§ **Selected text**:

=-=-=-=-=

But someone's genetic makeup will never doom them to inevitably become an addict. Remember, environment makes up a large part of addiction risk.
Good post worried!
causing withdraws and cravings
Coke is considererd one of the best mood stabalizers, look at Freud, he used to tell his people to snort a line when they fealt bad, he himself used.
Yes, I do agree environment CAN play a part but Im not so sure if its that big of one. I know a lot of people from good families, wealthy homes and loving parents who are suffering junkies.. I also know some people, like my fiancee, who suffered abuse of all kinds as a child and is not an addict. He is one of 7 and each and every one of these kids suffered some form of abuse (him the worst as he is the oldest and his biological mother mellowed out later on in life) but they all suffered some kind of psychological and emotional trauma. He suffered it also, along with physical and sexual abuse. Neither he, or any of his brothers and sisters, are addicts. In fact he does smoke cigarettes and drinks on occassion but none of them are drinkers and he is the only one to smoke cigs.. I always thought it is amazing how this family has soo many problems - bipolar issues etc and none of them turn to drugs.. so it kind of makes me think less environment and more physical... But I dont know..perhaps its this - not all people with emotional issues (*abuse trauma etc) will become addicts, but most addicts have suffered some sort of emotional issues (*abuse trauma etc)..
It definitely peeks my interest though. It ***** to be on this side of the population.. I wish I wasn't an addict. But Ive accepted I am. But I'd love to know why!
However, with drugs, I made sure I never went near them. I smoked pot twice as a teen not really likeing it all that much. My first pill was at 24 and for a toothache and I was instantly hooked. So my parents liked alchohol and drugs and I only got addicted to the pills. Its weird. But again, I feared that I would one day become and addict because of my parents and I did. Now, am I blaming them...no...I don't know if its because its in my genes. Alchoholism (alcoholism) is also in my genetic make up and I don't even like to drink that much..

=-=-=-=-=

§ **What to do**:
(1) Say whether each statement agrees with the forum posts on addiction. Answer yes or no, and quote the exact words from the posts that decide it.
(a) None of the fiancé's brothers and sisters are addicts.
(b) The first pill mentioned was taken at age 24 for a toothache.
(c) Pot was smoked often as a teen and was much enjoyed.
(2) Translate this sentence from the forum posts on addiction into Spanish: "Remember, environment makes up a large part of addiction risk."
(3) Pick up the forum posts on addiction where they stop, and keep writing from that point.
The records are separate material and have nothing to do with the forum posts on addiction.

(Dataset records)
=-=-=-=-=

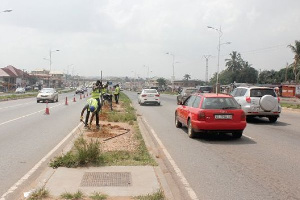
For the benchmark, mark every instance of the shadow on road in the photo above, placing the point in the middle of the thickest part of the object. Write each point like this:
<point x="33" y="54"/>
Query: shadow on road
<point x="221" y="138"/>
<point x="265" y="121"/>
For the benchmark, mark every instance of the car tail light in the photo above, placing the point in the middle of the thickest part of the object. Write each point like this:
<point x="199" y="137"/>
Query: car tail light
<point x="243" y="117"/>
<point x="201" y="116"/>
<point x="248" y="99"/>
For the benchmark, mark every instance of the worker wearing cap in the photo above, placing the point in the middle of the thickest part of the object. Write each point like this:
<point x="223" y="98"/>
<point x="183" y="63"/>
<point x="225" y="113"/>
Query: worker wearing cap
<point x="91" y="106"/>
<point x="96" y="92"/>
<point x="117" y="93"/>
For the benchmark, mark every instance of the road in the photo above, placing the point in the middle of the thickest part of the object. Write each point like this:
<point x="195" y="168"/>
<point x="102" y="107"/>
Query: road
<point x="27" y="134"/>
<point x="263" y="164"/>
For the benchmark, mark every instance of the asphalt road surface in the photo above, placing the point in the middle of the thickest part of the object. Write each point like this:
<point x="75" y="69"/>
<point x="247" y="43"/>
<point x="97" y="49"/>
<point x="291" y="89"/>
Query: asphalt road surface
<point x="263" y="164"/>
<point x="27" y="134"/>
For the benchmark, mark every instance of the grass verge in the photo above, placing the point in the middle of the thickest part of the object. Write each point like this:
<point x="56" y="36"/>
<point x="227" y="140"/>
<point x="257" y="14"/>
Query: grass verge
<point x="127" y="116"/>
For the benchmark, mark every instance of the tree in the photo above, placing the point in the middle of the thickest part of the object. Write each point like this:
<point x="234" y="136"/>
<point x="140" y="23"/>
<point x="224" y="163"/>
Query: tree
<point x="186" y="77"/>
<point x="161" y="82"/>
<point x="296" y="66"/>
<point x="235" y="62"/>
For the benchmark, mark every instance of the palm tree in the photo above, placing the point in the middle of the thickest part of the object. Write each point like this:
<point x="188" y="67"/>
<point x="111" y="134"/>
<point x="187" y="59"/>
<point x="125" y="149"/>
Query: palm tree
<point x="296" y="50"/>
<point x="234" y="63"/>
<point x="186" y="77"/>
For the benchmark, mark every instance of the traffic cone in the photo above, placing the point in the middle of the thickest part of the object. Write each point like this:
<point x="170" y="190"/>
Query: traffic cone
<point x="47" y="109"/>
<point x="66" y="103"/>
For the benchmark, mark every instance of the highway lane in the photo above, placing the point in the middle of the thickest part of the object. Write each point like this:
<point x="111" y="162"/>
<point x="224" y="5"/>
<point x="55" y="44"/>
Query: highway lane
<point x="263" y="164"/>
<point x="27" y="134"/>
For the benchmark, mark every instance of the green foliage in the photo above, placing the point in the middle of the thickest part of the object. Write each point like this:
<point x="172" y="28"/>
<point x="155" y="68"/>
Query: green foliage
<point x="68" y="195"/>
<point x="98" y="196"/>
<point x="156" y="196"/>
<point x="84" y="154"/>
<point x="161" y="82"/>
<point x="39" y="194"/>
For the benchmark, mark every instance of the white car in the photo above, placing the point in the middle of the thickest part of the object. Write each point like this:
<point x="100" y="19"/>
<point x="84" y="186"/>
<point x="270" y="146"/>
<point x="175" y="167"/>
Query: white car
<point x="20" y="90"/>
<point x="47" y="94"/>
<point x="149" y="96"/>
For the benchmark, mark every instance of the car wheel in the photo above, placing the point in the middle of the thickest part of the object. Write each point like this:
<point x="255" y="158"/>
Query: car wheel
<point x="178" y="124"/>
<point x="191" y="132"/>
<point x="273" y="119"/>
<point x="237" y="134"/>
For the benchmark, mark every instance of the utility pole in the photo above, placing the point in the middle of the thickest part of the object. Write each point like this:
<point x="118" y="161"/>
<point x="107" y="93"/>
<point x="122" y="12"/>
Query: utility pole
<point x="206" y="72"/>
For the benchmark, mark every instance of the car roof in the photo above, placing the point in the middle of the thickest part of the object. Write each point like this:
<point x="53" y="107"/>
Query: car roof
<point x="209" y="95"/>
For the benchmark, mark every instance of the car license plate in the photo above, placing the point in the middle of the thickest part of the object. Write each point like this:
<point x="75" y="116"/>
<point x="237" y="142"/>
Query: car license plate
<point x="223" y="116"/>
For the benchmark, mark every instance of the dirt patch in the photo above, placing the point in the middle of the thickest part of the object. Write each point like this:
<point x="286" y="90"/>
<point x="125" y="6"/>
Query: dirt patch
<point x="113" y="136"/>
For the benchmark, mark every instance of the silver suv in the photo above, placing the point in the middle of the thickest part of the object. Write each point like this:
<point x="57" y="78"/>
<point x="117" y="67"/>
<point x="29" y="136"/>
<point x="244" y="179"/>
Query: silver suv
<point x="258" y="101"/>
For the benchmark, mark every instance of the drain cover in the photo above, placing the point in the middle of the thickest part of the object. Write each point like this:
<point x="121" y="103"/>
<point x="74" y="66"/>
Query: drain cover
<point x="100" y="179"/>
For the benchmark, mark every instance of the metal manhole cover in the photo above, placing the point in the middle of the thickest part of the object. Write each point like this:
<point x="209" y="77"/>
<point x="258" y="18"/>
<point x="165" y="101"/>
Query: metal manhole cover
<point x="100" y="179"/>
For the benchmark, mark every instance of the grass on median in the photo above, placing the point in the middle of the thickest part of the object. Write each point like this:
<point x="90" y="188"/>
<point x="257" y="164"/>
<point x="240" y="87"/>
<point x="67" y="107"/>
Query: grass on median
<point x="288" y="105"/>
<point x="127" y="116"/>
<point x="87" y="153"/>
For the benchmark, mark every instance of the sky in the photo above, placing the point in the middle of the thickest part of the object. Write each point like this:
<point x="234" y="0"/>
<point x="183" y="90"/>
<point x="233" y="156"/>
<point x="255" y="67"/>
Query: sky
<point x="131" y="37"/>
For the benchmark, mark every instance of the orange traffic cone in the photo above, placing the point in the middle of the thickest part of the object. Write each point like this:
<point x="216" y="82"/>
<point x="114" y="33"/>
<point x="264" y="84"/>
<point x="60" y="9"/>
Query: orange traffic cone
<point x="47" y="112"/>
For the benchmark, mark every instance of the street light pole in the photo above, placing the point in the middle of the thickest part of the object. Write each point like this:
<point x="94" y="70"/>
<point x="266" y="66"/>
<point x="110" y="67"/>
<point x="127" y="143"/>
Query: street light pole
<point x="173" y="77"/>
<point x="219" y="48"/>
<point x="50" y="62"/>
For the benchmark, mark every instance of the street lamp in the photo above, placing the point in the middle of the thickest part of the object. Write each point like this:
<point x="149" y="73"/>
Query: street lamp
<point x="50" y="62"/>
<point x="173" y="77"/>
<point x="219" y="47"/>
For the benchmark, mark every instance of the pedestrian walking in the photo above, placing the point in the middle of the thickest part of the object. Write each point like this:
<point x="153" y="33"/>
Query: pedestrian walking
<point x="91" y="106"/>
<point x="117" y="93"/>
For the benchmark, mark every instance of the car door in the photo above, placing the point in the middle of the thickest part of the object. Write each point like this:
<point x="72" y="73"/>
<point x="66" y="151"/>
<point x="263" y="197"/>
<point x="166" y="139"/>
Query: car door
<point x="187" y="107"/>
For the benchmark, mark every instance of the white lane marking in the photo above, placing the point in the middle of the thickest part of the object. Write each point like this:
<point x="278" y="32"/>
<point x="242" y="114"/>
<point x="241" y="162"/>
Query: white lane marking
<point x="187" y="186"/>
<point x="26" y="176"/>
<point x="248" y="137"/>
<point x="16" y="105"/>
<point x="12" y="120"/>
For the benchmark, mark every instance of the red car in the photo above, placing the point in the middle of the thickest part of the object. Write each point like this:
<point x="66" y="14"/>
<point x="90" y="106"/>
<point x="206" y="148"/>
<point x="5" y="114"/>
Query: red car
<point x="209" y="112"/>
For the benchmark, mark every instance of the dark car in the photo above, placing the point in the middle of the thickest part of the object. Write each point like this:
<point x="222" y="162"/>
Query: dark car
<point x="184" y="94"/>
<point x="205" y="89"/>
<point x="79" y="90"/>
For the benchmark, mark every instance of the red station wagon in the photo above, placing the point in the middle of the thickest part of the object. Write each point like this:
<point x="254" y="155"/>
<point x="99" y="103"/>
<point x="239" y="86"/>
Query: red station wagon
<point x="210" y="112"/>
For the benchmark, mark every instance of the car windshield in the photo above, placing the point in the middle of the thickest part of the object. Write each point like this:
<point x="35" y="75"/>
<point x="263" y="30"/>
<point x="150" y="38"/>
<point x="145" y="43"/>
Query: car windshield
<point x="205" y="89"/>
<point x="220" y="103"/>
<point x="150" y="91"/>
<point x="47" y="90"/>
<point x="190" y="91"/>
<point x="261" y="92"/>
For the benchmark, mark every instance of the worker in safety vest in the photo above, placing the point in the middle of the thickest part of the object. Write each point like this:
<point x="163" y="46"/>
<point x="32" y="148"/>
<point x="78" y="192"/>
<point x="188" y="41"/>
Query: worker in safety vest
<point x="96" y="92"/>
<point x="91" y="106"/>
<point x="117" y="93"/>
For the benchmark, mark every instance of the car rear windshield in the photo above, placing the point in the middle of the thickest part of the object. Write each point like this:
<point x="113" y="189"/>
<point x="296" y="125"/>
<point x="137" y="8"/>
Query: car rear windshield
<point x="190" y="91"/>
<point x="150" y="91"/>
<point x="261" y="92"/>
<point x="220" y="103"/>
<point x="205" y="89"/>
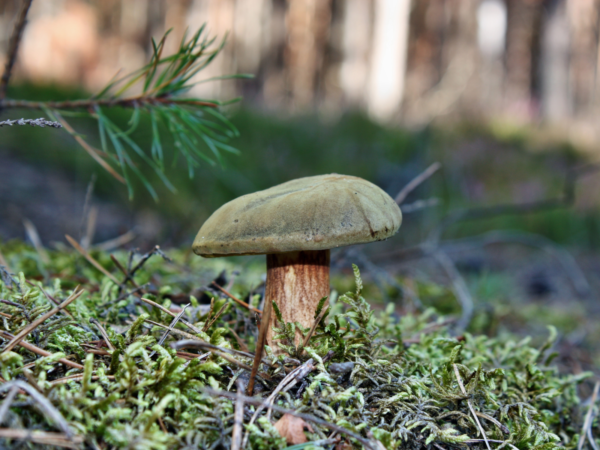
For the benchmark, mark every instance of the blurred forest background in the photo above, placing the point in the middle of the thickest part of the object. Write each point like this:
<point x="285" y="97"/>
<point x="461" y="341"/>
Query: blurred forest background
<point x="503" y="93"/>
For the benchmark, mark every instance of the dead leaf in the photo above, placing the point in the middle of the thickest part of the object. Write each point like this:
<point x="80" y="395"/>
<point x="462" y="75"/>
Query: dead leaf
<point x="292" y="429"/>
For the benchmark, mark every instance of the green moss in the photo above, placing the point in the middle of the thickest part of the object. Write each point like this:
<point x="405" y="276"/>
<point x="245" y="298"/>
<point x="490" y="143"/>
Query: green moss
<point x="399" y="385"/>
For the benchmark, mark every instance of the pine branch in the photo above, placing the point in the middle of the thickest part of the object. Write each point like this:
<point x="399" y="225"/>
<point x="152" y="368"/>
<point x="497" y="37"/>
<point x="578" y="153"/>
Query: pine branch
<point x="131" y="102"/>
<point x="197" y="127"/>
<point x="41" y="122"/>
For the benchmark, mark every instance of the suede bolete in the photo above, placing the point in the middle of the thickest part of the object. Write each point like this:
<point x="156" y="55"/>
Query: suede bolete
<point x="296" y="224"/>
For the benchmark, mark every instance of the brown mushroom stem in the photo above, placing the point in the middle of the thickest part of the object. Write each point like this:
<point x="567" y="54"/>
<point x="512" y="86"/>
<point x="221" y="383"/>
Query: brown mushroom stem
<point x="296" y="281"/>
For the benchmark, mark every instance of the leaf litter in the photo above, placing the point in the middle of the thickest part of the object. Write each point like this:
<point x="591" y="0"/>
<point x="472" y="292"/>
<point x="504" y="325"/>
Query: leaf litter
<point x="354" y="382"/>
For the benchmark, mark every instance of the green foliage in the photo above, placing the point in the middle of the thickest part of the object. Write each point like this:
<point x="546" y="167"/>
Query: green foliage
<point x="197" y="129"/>
<point x="148" y="396"/>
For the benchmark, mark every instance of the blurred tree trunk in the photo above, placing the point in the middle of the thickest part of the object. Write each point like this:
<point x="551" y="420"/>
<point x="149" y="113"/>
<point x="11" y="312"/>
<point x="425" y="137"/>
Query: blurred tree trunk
<point x="218" y="15"/>
<point x="388" y="57"/>
<point x="523" y="21"/>
<point x="307" y="23"/>
<point x="583" y="17"/>
<point x="356" y="47"/>
<point x="555" y="49"/>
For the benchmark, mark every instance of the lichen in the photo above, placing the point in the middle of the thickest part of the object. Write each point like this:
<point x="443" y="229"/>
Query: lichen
<point x="386" y="378"/>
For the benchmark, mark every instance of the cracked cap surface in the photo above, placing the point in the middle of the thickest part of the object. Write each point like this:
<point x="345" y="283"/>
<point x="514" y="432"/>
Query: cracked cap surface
<point x="312" y="213"/>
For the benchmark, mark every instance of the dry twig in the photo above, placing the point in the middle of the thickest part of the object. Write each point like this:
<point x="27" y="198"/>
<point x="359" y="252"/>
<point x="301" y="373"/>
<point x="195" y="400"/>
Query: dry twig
<point x="41" y="122"/>
<point x="307" y="417"/>
<point x="260" y="344"/>
<point x="103" y="333"/>
<point x="464" y="391"/>
<point x="238" y="418"/>
<point x="172" y="314"/>
<point x="587" y="424"/>
<point x="33" y="325"/>
<point x="38" y="351"/>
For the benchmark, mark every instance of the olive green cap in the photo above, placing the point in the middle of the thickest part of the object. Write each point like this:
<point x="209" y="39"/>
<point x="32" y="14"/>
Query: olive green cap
<point x="313" y="213"/>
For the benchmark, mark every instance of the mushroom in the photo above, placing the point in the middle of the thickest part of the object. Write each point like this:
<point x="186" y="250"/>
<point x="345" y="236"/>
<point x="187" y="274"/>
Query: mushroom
<point x="296" y="224"/>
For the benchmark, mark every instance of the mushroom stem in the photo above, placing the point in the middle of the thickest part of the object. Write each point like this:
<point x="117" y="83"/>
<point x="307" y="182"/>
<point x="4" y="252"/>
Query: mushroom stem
<point x="296" y="281"/>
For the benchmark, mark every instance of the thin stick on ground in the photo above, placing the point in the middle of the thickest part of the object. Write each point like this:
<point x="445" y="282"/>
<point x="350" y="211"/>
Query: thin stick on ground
<point x="464" y="391"/>
<point x="41" y="122"/>
<point x="238" y="418"/>
<point x="50" y="298"/>
<point x="237" y="300"/>
<point x="268" y="403"/>
<point x="7" y="402"/>
<point x="33" y="325"/>
<point x="13" y="47"/>
<point x="123" y="270"/>
<point x="38" y="351"/>
<point x="103" y="333"/>
<point x="290" y="381"/>
<point x="116" y="242"/>
<point x="307" y="417"/>
<point x="415" y="182"/>
<point x="587" y="423"/>
<point x="210" y="347"/>
<point x="312" y="329"/>
<point x="176" y="319"/>
<point x="172" y="314"/>
<point x="260" y="344"/>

=-=-=-=-=

§ **Your responses**:
(1)
(a) Yes: "Neither he, or any of his brothers and sisters, are addicts."
(b) Yes: "My first pill was at 24 and for a toothache and I was instantly hooked."
(c) No: "I smoked pot twice as a teen not really likeing it all that much."

(2) Recuerda, el entorno constituye una gran parte del riesgo de adicción.

(3)
Here is my brother: Has NEVER smoked a cigarette, ever. Has really never drank (here and there but totally socially and rarely) And, has never touched a drug in his life.
Here is Me: Smoke a pack a day. Went thru a bad alcoholic stage...but, go sober (there) until i discovered opiates. Now, am addicted to opiates.
That leads to me to believe it is an addictive trait/gene in the family. However, we, the addicts, have to accept the responsibility, ultimately. Knowing my dad's addictive history and knowing that smoking, drinking and drugs are bad....I had a choice to make the first time i lit up a smoke, drank to get drunk and took pills other than for real pain. So, I blame myself knowing my family's history.
The truth of what transpired during my binge of drinking and using prescrition drugs has allowed me to take an inventory so to speak of what was the truth and what was putting a blinder over my eyes. I now see clearly and have made a plan to get my life together . Genetics as I have stated before do certainly play a factor in all of this. Outside stressors of life are now a thing of the past for me. I am going to live for "me" now. I am not going to worry so to speak about other people's problems. I have made a couple close friends here on Medhelp that BELIEVE in me and what I tell them I plan on doing to fix these lies that were woven in my life. Thank you to my friends. You gave me the courage to tell the truth,,,, the whole truth and nothing but the truth.